**EXERCISE DESCRIPTION**
Render the lines below, from the first line through the line containing "454 161 L 438", both included, as a numbered list, skipping any blank lines.

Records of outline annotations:

◇ ◇ ◇ ◇

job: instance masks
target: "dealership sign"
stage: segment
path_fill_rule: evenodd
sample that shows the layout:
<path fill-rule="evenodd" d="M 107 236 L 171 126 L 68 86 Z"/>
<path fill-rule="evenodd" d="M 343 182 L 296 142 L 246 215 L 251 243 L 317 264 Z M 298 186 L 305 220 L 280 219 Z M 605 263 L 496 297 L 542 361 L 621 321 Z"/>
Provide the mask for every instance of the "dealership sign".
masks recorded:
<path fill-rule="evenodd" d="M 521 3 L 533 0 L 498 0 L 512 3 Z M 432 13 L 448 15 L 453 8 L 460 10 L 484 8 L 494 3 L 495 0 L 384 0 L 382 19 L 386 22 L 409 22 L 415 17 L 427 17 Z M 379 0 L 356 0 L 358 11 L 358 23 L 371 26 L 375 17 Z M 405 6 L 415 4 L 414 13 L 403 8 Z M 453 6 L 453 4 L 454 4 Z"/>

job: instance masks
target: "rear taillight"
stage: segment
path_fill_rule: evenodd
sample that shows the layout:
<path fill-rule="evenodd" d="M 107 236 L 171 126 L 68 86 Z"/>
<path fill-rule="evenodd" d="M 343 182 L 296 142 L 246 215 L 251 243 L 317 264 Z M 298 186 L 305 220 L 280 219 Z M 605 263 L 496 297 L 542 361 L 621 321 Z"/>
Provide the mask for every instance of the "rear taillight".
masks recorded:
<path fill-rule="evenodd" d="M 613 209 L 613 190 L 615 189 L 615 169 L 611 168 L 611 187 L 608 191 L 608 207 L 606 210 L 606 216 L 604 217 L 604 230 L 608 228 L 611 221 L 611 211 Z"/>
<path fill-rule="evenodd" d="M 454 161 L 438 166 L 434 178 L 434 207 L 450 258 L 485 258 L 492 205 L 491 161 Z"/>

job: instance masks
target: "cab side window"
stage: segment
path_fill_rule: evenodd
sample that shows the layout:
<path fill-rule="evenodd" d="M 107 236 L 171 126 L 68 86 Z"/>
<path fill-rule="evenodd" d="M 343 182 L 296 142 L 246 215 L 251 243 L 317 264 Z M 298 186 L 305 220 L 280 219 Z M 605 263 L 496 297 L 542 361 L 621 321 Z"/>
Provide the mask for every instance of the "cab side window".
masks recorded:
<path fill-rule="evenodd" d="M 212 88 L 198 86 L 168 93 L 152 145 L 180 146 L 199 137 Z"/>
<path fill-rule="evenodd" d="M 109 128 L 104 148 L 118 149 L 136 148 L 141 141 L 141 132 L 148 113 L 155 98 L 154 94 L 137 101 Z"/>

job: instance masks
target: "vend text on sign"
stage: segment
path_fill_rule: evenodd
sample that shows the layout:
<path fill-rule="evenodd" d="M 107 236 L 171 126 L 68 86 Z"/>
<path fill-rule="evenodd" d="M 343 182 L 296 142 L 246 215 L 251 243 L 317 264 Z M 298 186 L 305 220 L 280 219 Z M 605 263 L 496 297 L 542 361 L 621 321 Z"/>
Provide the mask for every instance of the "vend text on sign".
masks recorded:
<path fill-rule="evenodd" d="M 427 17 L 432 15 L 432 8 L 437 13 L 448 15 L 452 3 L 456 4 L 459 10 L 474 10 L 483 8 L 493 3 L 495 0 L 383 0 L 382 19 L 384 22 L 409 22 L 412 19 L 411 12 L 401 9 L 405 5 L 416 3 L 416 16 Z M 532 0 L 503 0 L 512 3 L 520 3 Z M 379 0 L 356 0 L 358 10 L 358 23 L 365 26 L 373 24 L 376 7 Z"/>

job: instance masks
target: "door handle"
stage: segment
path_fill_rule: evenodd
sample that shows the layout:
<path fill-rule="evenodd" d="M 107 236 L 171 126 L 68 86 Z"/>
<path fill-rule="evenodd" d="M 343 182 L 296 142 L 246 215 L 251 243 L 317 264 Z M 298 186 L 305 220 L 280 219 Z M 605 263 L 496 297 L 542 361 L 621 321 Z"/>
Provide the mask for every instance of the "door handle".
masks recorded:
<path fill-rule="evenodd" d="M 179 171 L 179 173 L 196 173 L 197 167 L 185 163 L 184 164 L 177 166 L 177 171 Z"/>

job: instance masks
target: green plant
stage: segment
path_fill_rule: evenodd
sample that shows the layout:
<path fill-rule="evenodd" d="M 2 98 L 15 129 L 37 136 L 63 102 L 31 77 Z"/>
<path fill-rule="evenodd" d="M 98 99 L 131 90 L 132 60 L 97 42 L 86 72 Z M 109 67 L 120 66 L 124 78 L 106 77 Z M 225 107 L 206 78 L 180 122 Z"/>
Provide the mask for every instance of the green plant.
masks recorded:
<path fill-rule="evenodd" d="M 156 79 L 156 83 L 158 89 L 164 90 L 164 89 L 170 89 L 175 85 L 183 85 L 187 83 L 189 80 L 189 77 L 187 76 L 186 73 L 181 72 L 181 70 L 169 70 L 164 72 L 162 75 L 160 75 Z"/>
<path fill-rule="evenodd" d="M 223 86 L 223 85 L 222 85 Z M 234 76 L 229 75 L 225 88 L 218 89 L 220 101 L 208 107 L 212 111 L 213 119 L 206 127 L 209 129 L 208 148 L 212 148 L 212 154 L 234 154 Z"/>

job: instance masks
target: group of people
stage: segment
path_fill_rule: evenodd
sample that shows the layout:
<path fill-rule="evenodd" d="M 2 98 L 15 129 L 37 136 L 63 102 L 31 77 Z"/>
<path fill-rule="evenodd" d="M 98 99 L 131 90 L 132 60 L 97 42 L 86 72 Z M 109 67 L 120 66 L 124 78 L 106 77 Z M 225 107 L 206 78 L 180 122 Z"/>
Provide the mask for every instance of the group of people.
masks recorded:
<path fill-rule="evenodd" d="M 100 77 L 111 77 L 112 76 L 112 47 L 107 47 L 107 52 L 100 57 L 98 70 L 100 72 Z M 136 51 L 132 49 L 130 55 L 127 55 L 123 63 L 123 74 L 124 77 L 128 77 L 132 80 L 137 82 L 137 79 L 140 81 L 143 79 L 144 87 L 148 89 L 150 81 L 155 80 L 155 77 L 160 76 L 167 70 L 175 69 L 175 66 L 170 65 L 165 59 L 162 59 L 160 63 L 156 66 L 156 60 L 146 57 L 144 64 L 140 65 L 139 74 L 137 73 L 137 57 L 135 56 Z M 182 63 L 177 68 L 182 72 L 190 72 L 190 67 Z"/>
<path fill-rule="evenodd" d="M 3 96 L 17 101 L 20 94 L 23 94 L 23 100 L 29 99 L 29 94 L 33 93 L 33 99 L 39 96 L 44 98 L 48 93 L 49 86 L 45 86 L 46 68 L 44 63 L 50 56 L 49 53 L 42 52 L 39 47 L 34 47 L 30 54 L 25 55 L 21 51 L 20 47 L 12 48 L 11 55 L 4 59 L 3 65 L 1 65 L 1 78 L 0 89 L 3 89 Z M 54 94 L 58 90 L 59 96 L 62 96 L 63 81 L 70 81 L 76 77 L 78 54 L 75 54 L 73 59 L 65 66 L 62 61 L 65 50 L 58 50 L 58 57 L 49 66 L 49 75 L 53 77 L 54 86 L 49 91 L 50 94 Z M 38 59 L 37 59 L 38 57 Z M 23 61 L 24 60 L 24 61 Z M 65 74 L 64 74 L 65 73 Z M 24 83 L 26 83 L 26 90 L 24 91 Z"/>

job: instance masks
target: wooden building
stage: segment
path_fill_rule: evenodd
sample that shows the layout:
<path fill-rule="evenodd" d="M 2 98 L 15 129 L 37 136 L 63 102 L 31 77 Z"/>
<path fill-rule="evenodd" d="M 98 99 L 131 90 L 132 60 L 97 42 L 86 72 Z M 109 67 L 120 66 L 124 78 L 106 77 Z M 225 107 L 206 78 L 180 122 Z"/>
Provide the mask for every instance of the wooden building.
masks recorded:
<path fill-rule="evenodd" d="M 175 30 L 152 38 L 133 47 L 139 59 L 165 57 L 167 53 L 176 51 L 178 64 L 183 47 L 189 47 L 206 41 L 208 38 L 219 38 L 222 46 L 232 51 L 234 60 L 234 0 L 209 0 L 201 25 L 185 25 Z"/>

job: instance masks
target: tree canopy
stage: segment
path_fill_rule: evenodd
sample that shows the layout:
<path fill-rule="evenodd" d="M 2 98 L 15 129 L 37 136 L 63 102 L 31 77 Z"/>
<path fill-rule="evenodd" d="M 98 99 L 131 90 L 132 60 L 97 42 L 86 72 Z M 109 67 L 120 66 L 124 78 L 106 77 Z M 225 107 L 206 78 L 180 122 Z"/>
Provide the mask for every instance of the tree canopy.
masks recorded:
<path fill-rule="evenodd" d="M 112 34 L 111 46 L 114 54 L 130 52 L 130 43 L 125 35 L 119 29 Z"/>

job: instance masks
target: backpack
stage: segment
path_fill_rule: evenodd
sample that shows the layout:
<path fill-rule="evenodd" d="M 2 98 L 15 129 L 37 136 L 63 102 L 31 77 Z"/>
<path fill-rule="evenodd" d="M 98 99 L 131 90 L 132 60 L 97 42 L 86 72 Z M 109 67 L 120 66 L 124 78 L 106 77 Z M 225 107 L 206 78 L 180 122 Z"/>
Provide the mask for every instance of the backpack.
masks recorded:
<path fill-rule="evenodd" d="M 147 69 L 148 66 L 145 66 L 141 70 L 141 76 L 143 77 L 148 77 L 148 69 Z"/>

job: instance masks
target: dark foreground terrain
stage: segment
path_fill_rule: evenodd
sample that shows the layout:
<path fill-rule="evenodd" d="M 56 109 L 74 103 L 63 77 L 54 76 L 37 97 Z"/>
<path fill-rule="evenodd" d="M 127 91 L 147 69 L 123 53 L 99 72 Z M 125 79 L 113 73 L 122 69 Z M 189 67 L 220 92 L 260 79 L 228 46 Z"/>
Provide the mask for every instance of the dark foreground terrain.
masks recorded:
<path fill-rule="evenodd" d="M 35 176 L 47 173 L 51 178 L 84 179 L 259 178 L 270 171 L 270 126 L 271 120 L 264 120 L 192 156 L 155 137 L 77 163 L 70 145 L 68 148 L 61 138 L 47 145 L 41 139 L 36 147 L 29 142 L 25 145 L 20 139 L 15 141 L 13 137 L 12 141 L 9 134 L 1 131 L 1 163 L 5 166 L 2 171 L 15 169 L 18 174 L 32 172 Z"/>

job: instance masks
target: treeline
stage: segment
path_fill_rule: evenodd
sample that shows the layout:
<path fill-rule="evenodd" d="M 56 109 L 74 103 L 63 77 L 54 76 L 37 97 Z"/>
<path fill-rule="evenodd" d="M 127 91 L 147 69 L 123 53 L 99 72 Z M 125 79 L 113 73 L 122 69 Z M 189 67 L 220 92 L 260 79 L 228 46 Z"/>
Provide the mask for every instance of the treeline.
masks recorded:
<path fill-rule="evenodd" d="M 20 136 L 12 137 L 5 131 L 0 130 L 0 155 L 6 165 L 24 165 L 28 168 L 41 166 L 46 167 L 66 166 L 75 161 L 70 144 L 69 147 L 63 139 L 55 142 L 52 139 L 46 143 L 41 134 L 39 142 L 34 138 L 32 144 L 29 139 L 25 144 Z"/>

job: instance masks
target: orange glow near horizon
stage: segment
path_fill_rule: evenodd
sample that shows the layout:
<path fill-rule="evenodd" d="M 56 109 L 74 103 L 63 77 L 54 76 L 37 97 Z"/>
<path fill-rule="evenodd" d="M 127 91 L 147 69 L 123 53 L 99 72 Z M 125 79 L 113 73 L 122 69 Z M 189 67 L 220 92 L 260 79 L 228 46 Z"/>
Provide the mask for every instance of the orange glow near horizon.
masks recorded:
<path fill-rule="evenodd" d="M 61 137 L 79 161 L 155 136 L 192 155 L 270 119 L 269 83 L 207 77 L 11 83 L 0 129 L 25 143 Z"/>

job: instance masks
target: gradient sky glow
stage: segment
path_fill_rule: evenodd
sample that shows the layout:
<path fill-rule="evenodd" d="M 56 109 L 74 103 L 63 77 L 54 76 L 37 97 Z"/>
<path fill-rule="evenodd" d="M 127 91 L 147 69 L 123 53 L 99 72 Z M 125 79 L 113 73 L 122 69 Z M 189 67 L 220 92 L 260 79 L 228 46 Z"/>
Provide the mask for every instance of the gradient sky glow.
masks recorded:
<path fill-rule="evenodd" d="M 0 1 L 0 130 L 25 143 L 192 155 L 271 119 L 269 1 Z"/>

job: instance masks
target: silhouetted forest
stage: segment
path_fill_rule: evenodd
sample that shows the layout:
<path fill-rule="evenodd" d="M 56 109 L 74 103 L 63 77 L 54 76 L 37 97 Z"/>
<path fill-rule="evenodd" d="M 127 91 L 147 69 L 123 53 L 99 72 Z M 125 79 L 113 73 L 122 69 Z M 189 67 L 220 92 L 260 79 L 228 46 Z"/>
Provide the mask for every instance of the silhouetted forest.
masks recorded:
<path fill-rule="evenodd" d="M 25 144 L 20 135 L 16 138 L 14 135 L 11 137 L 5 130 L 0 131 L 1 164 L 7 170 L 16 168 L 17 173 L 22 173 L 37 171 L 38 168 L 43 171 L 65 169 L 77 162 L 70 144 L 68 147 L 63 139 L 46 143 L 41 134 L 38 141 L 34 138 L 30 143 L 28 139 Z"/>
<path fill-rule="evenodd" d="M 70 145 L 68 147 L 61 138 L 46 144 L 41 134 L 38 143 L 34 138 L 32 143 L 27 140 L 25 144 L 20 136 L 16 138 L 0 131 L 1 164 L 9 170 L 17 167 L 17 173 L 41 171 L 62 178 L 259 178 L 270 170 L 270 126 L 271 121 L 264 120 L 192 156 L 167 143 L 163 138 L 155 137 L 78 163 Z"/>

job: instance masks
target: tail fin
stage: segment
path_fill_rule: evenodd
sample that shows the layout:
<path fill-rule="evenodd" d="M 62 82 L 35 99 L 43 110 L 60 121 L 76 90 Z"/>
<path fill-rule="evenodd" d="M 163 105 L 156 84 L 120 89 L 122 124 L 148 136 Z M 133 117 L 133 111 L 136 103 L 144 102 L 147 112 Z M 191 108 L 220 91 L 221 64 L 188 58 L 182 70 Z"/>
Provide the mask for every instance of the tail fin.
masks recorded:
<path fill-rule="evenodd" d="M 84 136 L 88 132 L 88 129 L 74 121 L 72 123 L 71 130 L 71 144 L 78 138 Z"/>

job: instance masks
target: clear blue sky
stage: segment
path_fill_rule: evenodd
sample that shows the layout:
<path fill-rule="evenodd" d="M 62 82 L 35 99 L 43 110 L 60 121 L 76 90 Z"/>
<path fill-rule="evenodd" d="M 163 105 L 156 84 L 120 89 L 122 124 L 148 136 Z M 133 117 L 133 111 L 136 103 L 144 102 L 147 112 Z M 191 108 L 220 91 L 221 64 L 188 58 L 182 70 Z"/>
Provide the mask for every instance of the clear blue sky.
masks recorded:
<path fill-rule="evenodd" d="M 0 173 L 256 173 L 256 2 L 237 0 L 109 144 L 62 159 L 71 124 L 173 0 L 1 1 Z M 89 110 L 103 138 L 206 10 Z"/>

◇ ◇ ◇ ◇

**THE REPLY**
1. job: instance masks
2. target: "dealership sign"
3. stage: segment
4. path_fill_rule: evenodd
5. sample that shows the layout:
6. <path fill-rule="evenodd" d="M 107 236 L 171 126 L 68 86 Z"/>
7. <path fill-rule="evenodd" d="M 343 182 L 296 142 L 246 215 L 251 243 L 317 264 Z M 298 186 L 305 220 L 280 219 Z M 605 263 L 496 297 L 542 361 L 621 321 Z"/>
8. Provide the mask for every instance of the "dealership sign".
9. masks recorded:
10. <path fill-rule="evenodd" d="M 521 3 L 533 0 L 498 0 L 512 3 Z M 432 13 L 448 15 L 453 8 L 460 10 L 484 8 L 494 3 L 495 0 L 384 0 L 382 19 L 386 22 L 409 22 L 415 17 L 427 17 Z M 379 0 L 356 0 L 358 11 L 358 23 L 371 26 L 375 17 Z M 405 6 L 415 4 L 414 13 L 403 8 Z M 453 6 L 453 4 L 454 4 Z"/>
11. job: instance masks
12. target: "rear taillight"
13. stage: segment
14. path_fill_rule: evenodd
15. sample that shows the layout:
16. <path fill-rule="evenodd" d="M 107 236 L 171 126 L 68 86 Z"/>
17. <path fill-rule="evenodd" d="M 343 182 L 296 142 L 246 215 L 251 243 L 317 264 Z M 298 186 L 305 220 L 280 219 Z M 605 263 L 496 297 L 542 361 L 621 321 Z"/>
18. Provide the mask for every instance of the "rear taillight".
19. masks recorded:
20. <path fill-rule="evenodd" d="M 613 209 L 613 190 L 615 189 L 615 169 L 611 168 L 611 187 L 608 191 L 608 207 L 606 210 L 606 216 L 604 217 L 604 230 L 608 228 L 611 221 L 611 211 Z"/>
21. <path fill-rule="evenodd" d="M 454 161 L 438 166 L 434 178 L 434 207 L 450 258 L 485 258 L 492 205 L 491 161 Z"/>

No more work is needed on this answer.